__WRITTEN INSTRUCTION__: Set down exactly the lines that run from the line with "Where can you spot the textured" to the end of the data, and nothing else.

(Data entries)
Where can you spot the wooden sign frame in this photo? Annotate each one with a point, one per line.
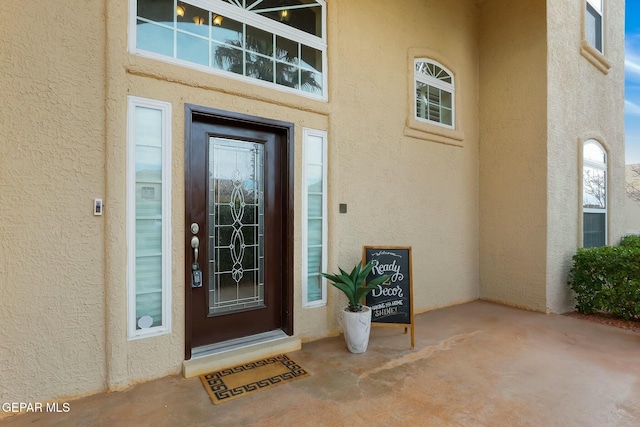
(368, 253)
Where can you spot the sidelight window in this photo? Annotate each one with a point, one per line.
(314, 206)
(148, 217)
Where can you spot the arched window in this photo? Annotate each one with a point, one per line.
(435, 89)
(277, 43)
(594, 195)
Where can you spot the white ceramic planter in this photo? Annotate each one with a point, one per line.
(357, 327)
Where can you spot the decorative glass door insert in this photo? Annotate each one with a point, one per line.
(236, 225)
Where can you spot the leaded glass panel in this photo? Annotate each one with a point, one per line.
(236, 225)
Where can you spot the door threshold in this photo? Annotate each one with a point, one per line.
(238, 351)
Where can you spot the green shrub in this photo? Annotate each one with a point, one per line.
(632, 240)
(607, 279)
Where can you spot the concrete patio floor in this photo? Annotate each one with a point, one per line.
(475, 364)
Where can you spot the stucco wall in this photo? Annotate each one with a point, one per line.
(583, 103)
(632, 207)
(403, 190)
(513, 152)
(63, 299)
(52, 151)
(400, 190)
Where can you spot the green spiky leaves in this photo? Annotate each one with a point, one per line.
(353, 286)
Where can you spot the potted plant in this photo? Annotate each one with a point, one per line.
(356, 317)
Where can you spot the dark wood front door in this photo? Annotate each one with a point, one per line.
(239, 218)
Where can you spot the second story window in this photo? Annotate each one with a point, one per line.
(277, 43)
(593, 23)
(434, 88)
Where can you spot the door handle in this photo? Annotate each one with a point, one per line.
(195, 243)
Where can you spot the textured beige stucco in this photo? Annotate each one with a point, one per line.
(491, 208)
(583, 103)
(513, 152)
(631, 206)
(52, 154)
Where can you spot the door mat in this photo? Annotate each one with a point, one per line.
(229, 384)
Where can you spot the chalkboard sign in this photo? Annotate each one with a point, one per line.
(392, 303)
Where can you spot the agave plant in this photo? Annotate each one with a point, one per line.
(352, 284)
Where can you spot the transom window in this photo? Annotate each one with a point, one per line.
(434, 88)
(278, 43)
(593, 23)
(594, 195)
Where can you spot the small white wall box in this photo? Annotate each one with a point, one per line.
(97, 206)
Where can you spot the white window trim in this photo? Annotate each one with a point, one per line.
(432, 81)
(603, 167)
(598, 6)
(306, 133)
(261, 22)
(165, 109)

__COMPLETE RESPONSE__:
Where can you spot the textured beige stucco in this photo? Annotate each one with a point, one per line.
(491, 208)
(583, 103)
(513, 152)
(631, 206)
(52, 154)
Where can you spot the door mat in this photo? Annotate each one with a point, one per line.
(229, 384)
Where can you spot the chalkboard sign in this photo? Annotate each one with a point, one per line.
(392, 303)
Where can you spot the agave plant in this photo? Annotate each one with a point, one per line.
(352, 284)
Where can you spot the transom window in this photo? Annotate each one with a point, one per line.
(434, 88)
(278, 43)
(593, 23)
(594, 195)
Where can you spot the small white wall box in this photo? Annotate each one with a point, one per line.
(97, 206)
Where can you spot the white window trim in this photo? Annotate each one with a point, one per line.
(432, 81)
(603, 167)
(598, 6)
(306, 133)
(261, 22)
(165, 109)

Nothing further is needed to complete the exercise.